◆ **DO THIS**
How many of the lines below contain the string "face", with case counting? Reply with the number alone.

(A series of records)

-*-*-

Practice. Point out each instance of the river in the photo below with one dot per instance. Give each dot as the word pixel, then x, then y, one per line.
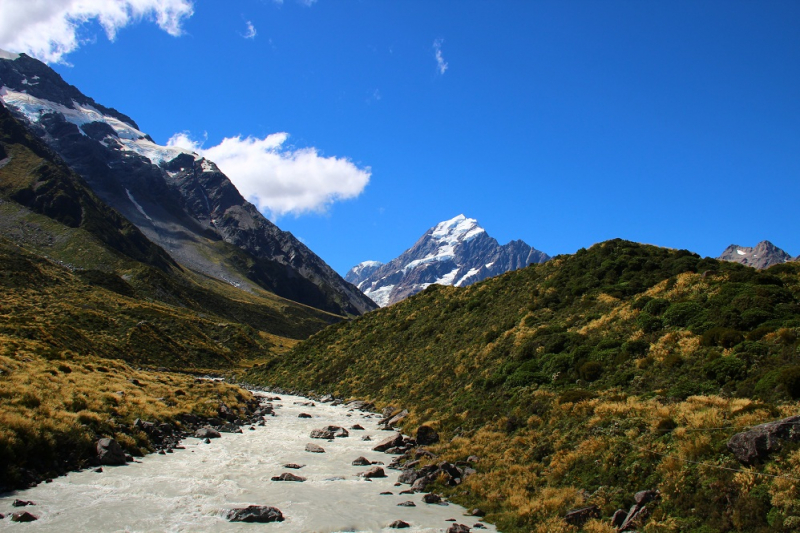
pixel 188 491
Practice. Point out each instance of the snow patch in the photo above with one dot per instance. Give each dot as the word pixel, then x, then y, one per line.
pixel 11 56
pixel 139 207
pixel 380 296
pixel 472 272
pixel 131 139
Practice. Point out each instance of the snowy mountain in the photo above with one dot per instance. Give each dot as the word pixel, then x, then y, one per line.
pixel 764 255
pixel 455 252
pixel 178 199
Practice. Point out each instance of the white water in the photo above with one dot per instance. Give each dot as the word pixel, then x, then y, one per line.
pixel 187 491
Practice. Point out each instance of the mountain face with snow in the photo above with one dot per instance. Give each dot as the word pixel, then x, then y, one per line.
pixel 178 199
pixel 455 252
pixel 763 255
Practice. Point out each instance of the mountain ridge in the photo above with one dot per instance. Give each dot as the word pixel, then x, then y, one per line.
pixel 455 252
pixel 178 199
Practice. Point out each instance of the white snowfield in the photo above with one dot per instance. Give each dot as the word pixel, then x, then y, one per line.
pixel 130 138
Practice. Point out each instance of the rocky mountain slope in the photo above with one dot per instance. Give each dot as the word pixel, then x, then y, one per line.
pixel 179 200
pixel 579 383
pixel 763 255
pixel 455 252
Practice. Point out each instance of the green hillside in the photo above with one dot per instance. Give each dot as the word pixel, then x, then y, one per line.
pixel 586 379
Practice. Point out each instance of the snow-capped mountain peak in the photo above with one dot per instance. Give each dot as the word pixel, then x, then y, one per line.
pixel 455 252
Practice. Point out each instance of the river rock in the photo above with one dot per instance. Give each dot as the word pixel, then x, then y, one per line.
pixel 375 471
pixel 322 434
pixel 24 516
pixel 254 513
pixel 757 443
pixel 109 452
pixel 287 476
pixel 207 433
pixel 426 435
pixel 389 442
pixel 432 498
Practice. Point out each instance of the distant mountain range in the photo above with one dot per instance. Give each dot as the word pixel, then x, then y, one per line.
pixel 763 255
pixel 179 200
pixel 455 252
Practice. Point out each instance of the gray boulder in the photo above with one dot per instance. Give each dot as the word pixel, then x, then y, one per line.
pixel 755 445
pixel 109 452
pixel 254 513
pixel 207 433
pixel 389 442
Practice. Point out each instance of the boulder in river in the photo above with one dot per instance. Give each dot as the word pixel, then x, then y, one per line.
pixel 389 442
pixel 287 476
pixel 254 513
pixel 207 433
pixel 109 452
pixel 375 471
pixel 24 516
pixel 321 434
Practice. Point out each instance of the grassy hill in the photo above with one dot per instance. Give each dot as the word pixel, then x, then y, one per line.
pixel 88 305
pixel 586 379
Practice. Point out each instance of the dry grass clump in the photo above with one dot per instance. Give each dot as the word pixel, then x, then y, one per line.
pixel 53 410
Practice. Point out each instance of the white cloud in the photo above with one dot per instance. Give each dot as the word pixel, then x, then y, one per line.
pixel 251 31
pixel 49 29
pixel 281 180
pixel 441 64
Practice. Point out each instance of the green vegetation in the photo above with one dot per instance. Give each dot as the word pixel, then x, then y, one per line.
pixel 584 380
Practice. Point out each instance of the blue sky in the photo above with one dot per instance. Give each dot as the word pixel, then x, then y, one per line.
pixel 561 123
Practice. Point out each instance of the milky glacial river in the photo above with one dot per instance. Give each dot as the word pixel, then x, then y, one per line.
pixel 188 490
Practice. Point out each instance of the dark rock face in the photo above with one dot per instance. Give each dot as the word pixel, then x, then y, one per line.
pixel 426 436
pixel 756 444
pixel 254 513
pixel 455 252
pixel 207 433
pixel 763 255
pixel 389 442
pixel 287 476
pixel 375 471
pixel 109 452
pixel 179 200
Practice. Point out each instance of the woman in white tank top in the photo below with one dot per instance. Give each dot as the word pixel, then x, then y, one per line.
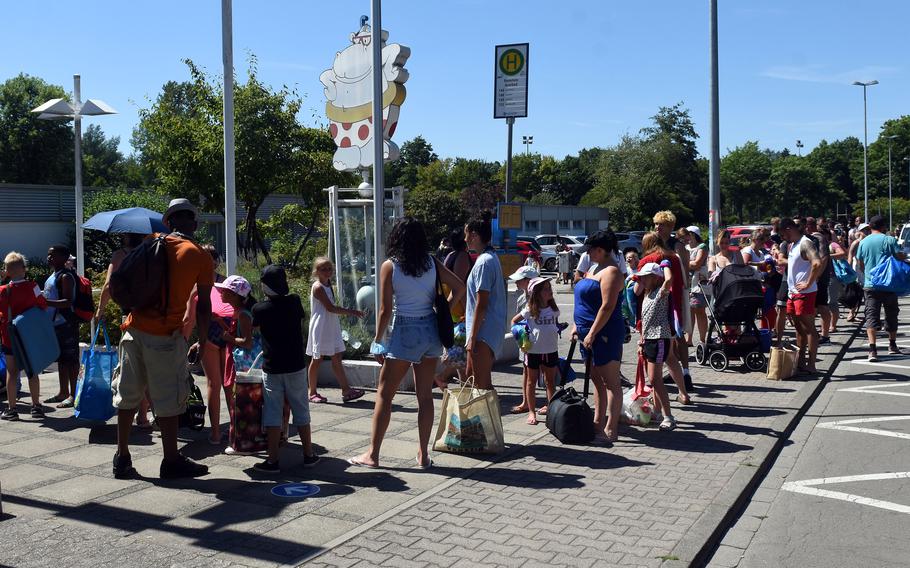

-*-*-

◆ **RESULT OF THIS EXERCISE**
2